§ **TASK TO CARRY OUT**
Below is some data. Retype exactly the lines starting at the one with "Where can the gray" and ending at the one with "Target: blurred green background".

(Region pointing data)
⟨

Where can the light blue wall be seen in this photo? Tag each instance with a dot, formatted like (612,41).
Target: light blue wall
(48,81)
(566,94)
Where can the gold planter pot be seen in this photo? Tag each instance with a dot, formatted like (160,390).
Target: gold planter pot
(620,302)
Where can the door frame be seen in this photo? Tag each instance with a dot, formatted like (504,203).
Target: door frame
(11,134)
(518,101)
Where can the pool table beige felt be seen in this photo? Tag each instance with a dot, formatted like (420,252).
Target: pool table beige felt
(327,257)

⟩
⟨

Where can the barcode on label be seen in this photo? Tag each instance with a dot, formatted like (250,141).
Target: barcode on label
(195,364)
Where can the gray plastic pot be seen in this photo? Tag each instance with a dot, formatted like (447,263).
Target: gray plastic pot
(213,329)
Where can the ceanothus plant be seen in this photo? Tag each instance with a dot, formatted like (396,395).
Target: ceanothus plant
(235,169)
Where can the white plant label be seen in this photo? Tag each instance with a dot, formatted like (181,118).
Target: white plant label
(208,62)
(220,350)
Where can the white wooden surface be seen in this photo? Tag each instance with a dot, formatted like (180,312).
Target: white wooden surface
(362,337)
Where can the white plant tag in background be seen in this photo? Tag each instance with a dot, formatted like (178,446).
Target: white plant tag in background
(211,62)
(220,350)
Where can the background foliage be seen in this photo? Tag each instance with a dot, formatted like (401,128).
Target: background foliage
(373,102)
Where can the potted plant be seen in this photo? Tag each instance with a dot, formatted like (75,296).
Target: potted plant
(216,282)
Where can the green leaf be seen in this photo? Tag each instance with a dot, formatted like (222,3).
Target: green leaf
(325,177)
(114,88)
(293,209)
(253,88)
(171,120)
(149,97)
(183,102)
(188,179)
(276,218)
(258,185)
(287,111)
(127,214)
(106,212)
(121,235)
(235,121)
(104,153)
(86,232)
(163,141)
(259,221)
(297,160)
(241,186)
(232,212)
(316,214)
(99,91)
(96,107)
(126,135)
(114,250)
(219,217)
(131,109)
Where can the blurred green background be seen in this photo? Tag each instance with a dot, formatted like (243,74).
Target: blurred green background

⟩

§ **ANSWER TO THIS PROBLEM**
Where can the gray plastic pot be seen in this photo? Tag each instance with a dot, formatted like (447,263).
Target: gray plastic pot
(213,329)
Where can the ceanothus plant be seen in this photo? Tag each instance with a dot, formatted like (396,395).
Target: ceanothus plant
(235,169)
Where can the white plant label be seen in this photo? Tag each instance with a dot, formatted like (181,118).
Target: white plant label
(208,62)
(220,350)
Where can the white wooden surface be seen in this photo? Tag each instance with a dot, formatted like (180,312).
Target: white wooden surface
(362,337)
Where can the white plant tag in background be seen in this photo? Tag each instance with a dot, formatted like (178,446).
Target: white plant tag in background
(211,62)
(220,350)
Where can the background foliage be seen in this photo? Tag each instance with a dot, formatted like (401,128).
Target: background foliage
(373,102)
Where can the potted plant be seen in this photo? Tag each instance with a dot, formatted like (75,296).
Target: potted plant
(216,282)
Where can the green leaf be seen in this photo? Tag each instance with a dot, formatted like (222,3).
Target: green leaf
(325,177)
(114,88)
(293,209)
(253,88)
(171,120)
(149,97)
(183,102)
(188,179)
(276,218)
(258,185)
(287,111)
(127,214)
(106,212)
(121,235)
(235,121)
(104,153)
(86,232)
(163,141)
(259,221)
(297,160)
(241,186)
(232,212)
(316,214)
(99,91)
(96,107)
(126,135)
(114,250)
(219,217)
(131,109)
Where can the blurred green background be seen in this photo? Tag each instance with a dot, formatted like (243,74).
Target: blurred green background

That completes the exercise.